Beyond the immediate application, the paper makes a conceptually important point: LLMs can act as flexible, general-purpose scientific data extractors without retraining, as long as the retrieval and prompting infrastructure is well-designed. That’s a real proof of concept for astroinformatics, the growing effort to use AI to mine the accumulated written record of astronomy. The same approach could extend to other scientific alert networks, arXiv preprints, or observation logs buried in legacy databases.
Every field has its pile of unstructured text. This team just showed how to start reading it.
Bottom Line: A surprisingly simple combination of off-the-shelf LLMs and retrieval tools can extract structured data from 30 years of messy astronomical reports with near-perfect accuracy, pointing toward how AI can tap into science’s vast unstructured archives.
IAIFI Research Highlights
This work connects transformer-based NLP with multi-messenger astrophysics, applying modern language models to one of astronomy's most pressing data management challenges: parsing three decades of unstructured observational reports from NASA's GCN alert network.

- **Study questions**:
**A.** Answer these questions from the text:
(i) What name does the text give to the growing effort to use AI to mine astronomy's accumulated written record?
(ii) According to the Bottom Line, how many years of astronomical reports did the method extract structured data from?
(iii) Which alert network produced the observational reports being parsed?
**B.** Transcribe the part of the text starting at "Every field has" and ending at "GCN alert network.".

- **Record excerpts**:
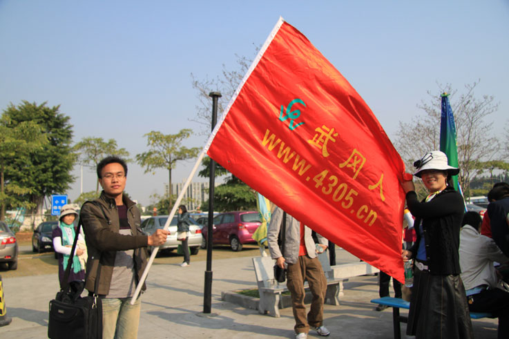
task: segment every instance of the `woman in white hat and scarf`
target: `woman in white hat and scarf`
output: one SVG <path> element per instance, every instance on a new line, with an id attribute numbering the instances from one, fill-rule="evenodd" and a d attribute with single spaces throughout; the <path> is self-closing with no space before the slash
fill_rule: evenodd
<path id="1" fill-rule="evenodd" d="M 73 242 L 76 235 L 74 221 L 78 217 L 78 213 L 74 209 L 73 205 L 64 205 L 60 210 L 59 217 L 59 226 L 53 230 L 53 248 L 58 254 L 58 277 L 60 281 L 60 287 L 64 285 L 64 273 L 67 268 L 67 263 L 70 255 Z M 78 235 L 78 241 L 84 239 L 81 234 Z M 84 250 L 76 246 L 75 255 L 73 258 L 73 267 L 69 275 L 68 282 L 76 280 L 84 280 L 85 279 L 85 267 L 78 258 L 83 254 Z"/>
<path id="2" fill-rule="evenodd" d="M 430 195 L 419 202 L 414 183 L 403 183 L 417 233 L 414 246 L 403 251 L 403 261 L 414 260 L 407 334 L 418 339 L 473 338 L 459 275 L 459 230 L 465 203 L 451 180 L 459 169 L 449 166 L 445 154 L 439 151 L 426 153 L 414 166 L 414 175 L 422 180 Z"/>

- **Answer section**:
**A.**
(i) Astroinformatics
(ii) 30 years
(iii) NASA's GCN alert network

**B.**
Every field has its pile of unstructured text. This team just showed how to start reading it.
Bottom Line: A surprisingly simple combination of off-the-shelf LLMs and retrieval tools can extract structured data from 30 years of messy astronomical reports with near-perfect accuracy, pointing toward how AI can tap into science’s vast unstructured archives.
IAIFI Research Highlights
This work connects transformer-based NLP with multi-messenger astrophysics, applying modern language models to one of astronomy's most pressing data management challenges: parsing three decades of unstructured observational reports from NASA's GCN alert network.